[BEGIN RECORD EXCERPTS]

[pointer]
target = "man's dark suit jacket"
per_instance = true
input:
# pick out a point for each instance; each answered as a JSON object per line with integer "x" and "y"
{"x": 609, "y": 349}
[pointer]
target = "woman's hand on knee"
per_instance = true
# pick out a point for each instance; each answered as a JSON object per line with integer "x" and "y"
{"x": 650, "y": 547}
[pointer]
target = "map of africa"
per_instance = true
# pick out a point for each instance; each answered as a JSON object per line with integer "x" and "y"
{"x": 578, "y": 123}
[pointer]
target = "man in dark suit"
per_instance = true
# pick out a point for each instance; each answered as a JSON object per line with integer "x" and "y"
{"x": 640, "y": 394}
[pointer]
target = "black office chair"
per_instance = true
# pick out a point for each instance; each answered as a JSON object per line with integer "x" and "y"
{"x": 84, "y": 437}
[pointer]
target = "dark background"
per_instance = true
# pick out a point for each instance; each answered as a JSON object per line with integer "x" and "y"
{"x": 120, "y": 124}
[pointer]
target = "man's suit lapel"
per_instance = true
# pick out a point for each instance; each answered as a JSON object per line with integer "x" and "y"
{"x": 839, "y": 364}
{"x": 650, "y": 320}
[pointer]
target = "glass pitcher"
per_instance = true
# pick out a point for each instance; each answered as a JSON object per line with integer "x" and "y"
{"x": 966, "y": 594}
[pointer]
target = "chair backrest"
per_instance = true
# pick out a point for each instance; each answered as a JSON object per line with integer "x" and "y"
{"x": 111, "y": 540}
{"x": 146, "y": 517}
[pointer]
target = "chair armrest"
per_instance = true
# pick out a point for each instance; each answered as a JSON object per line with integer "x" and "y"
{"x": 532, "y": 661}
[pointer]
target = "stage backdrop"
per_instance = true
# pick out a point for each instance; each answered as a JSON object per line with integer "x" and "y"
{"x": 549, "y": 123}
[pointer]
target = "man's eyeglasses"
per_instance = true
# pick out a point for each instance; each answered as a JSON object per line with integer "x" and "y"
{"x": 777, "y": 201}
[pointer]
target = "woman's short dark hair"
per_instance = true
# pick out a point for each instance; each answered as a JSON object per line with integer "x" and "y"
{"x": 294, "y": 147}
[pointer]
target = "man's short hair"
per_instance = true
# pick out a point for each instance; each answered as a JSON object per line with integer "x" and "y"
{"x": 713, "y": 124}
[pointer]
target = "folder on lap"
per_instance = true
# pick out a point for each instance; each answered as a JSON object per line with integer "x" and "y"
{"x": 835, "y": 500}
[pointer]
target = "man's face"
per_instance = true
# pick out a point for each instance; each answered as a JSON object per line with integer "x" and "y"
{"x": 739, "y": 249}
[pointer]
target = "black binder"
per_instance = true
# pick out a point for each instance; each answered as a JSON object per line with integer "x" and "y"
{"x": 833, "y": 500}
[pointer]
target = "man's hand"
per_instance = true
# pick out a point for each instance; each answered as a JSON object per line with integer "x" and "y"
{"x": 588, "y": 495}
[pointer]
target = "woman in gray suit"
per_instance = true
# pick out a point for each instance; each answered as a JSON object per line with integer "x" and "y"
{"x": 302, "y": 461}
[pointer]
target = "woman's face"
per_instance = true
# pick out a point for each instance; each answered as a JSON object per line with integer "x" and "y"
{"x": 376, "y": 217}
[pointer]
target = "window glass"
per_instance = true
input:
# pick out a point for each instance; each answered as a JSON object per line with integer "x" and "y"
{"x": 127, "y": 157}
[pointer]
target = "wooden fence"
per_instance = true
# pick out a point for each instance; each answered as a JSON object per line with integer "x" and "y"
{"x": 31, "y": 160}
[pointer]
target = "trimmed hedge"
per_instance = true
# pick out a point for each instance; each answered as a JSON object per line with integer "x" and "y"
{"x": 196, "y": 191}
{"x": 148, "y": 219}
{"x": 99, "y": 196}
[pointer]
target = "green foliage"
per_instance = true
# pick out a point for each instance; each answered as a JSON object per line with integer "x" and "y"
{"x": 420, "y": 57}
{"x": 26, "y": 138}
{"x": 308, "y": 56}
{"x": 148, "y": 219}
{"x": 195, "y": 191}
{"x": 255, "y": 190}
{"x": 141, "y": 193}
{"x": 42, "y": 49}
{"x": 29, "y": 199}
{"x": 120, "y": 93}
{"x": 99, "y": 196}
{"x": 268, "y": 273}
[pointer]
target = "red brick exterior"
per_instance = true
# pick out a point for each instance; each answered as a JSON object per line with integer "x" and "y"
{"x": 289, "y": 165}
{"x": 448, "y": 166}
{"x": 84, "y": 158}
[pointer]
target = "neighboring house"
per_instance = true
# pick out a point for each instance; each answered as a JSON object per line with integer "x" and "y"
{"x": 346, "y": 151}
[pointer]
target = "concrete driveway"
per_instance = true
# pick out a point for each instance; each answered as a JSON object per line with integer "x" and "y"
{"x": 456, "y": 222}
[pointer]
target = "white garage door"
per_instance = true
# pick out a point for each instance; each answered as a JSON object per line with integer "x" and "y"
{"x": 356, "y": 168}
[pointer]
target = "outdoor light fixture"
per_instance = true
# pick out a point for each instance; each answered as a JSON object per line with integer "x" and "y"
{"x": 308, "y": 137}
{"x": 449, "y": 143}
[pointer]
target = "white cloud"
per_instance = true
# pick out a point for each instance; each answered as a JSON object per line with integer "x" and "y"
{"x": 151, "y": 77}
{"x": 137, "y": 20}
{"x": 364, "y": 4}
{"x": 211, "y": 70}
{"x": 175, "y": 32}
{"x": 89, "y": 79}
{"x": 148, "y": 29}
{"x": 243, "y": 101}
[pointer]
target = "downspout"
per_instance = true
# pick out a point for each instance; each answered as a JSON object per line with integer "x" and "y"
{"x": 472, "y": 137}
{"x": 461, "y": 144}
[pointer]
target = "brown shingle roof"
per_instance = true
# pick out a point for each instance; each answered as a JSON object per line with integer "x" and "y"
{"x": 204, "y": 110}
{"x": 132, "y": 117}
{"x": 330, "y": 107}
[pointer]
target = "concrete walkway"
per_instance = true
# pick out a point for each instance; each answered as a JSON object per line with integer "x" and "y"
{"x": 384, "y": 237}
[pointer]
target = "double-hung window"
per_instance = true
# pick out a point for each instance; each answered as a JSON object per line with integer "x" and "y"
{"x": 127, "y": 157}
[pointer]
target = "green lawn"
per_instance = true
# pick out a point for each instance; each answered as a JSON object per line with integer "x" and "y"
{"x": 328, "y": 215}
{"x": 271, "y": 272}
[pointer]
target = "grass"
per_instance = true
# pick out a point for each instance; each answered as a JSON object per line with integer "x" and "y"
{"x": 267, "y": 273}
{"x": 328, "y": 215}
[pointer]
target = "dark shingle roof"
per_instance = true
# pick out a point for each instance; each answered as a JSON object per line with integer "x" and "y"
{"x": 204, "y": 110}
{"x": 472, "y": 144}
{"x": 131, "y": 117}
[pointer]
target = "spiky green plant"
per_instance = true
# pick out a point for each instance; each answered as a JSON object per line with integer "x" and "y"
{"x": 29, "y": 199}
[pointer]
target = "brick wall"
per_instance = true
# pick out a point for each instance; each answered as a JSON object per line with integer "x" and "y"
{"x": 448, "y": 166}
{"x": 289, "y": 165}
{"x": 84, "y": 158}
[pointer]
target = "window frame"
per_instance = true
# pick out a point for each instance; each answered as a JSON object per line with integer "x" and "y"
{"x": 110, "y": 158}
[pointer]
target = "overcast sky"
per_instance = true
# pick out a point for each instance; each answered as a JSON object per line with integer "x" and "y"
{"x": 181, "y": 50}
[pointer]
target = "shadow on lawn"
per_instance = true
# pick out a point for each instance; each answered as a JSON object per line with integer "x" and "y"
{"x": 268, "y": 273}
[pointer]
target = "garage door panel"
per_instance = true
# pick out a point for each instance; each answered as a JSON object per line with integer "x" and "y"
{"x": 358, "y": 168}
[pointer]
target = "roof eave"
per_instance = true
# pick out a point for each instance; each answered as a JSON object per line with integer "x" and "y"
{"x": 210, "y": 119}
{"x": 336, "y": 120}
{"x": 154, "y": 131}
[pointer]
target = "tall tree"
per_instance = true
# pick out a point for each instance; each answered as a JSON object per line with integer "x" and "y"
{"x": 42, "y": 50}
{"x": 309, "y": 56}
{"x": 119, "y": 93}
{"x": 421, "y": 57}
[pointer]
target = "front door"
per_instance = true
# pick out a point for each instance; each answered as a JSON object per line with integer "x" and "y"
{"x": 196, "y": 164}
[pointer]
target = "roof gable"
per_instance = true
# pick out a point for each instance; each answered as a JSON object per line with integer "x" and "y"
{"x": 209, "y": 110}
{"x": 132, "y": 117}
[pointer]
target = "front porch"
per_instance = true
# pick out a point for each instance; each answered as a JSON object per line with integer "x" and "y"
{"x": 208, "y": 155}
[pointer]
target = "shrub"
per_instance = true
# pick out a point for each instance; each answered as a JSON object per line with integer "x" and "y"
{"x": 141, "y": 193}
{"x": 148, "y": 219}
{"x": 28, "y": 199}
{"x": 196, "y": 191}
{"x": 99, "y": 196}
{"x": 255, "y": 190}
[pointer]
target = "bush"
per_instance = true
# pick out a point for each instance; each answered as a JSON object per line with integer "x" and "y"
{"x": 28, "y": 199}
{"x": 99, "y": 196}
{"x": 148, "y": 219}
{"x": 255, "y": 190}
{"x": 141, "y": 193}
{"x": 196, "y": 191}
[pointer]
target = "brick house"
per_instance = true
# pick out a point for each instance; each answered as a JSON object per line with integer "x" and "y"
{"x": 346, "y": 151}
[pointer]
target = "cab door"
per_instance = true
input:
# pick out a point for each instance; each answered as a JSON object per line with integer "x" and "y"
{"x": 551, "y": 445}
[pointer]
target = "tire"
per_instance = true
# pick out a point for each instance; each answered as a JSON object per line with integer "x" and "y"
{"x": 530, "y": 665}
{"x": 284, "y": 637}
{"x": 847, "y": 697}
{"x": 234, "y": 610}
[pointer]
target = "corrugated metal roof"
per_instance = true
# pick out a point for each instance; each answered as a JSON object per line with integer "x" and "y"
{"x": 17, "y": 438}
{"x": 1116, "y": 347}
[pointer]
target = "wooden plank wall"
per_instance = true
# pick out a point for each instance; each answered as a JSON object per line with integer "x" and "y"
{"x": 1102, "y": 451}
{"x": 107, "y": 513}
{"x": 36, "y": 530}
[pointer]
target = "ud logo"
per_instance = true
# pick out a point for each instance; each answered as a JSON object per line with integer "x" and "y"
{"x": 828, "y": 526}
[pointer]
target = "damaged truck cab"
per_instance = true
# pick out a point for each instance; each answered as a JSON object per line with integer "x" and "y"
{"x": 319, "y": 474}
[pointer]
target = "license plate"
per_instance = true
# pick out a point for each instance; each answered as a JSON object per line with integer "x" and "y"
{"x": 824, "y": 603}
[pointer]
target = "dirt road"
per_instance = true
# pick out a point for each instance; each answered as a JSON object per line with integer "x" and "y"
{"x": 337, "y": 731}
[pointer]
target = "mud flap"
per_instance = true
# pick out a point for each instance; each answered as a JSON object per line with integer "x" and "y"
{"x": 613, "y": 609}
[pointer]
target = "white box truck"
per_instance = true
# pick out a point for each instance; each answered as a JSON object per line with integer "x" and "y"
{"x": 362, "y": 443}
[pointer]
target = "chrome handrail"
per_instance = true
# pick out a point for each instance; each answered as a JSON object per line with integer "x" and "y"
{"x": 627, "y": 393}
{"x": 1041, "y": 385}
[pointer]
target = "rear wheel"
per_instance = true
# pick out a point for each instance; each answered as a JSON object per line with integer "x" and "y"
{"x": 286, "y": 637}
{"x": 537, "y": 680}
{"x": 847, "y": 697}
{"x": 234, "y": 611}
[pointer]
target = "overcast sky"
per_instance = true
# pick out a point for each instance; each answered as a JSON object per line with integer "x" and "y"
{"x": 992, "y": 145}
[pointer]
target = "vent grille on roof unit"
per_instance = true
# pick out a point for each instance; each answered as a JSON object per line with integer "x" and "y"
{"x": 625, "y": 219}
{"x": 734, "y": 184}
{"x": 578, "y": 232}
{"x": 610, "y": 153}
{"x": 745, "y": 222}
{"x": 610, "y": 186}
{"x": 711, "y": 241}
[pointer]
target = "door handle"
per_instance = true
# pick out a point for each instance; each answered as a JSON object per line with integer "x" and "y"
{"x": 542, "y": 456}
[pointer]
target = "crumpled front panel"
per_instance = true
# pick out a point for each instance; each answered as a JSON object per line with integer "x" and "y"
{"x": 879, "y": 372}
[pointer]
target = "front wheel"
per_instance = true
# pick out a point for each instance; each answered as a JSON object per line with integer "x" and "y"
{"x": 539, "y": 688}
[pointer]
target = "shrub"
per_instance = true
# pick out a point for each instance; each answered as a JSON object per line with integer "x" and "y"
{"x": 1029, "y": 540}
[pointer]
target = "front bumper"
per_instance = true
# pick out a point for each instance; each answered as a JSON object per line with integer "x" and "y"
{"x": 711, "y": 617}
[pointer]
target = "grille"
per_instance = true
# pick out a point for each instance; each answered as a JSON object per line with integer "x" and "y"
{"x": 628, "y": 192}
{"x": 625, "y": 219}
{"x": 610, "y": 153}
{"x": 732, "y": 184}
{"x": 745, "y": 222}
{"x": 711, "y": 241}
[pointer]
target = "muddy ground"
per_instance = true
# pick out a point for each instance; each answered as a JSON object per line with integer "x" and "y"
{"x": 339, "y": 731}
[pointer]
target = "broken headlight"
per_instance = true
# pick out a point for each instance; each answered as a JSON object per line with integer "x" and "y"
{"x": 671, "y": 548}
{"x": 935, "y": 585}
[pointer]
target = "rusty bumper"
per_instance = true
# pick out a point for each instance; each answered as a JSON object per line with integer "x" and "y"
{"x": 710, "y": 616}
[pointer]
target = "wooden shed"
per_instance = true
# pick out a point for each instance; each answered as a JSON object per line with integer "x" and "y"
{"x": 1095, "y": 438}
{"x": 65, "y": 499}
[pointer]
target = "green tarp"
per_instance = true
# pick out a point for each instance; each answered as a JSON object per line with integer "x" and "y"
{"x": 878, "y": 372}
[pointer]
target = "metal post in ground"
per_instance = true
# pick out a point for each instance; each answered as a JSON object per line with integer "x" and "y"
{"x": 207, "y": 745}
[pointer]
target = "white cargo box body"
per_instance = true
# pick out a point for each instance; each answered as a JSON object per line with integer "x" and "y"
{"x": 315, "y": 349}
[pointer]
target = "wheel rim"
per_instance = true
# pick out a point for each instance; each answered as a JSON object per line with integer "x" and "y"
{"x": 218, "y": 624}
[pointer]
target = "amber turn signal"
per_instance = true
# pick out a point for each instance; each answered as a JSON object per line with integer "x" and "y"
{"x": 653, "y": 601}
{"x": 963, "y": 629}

[END RECORD EXCERPTS]

▸ **REQUIREMENT**
Select every line in the listing above that contains the string "chair" and output those lines unchanged. The match is case-sensitive.

▸ **FINISHED TASK**
target = "black office chair"
target = "chair backrest"
target = "chair armrest"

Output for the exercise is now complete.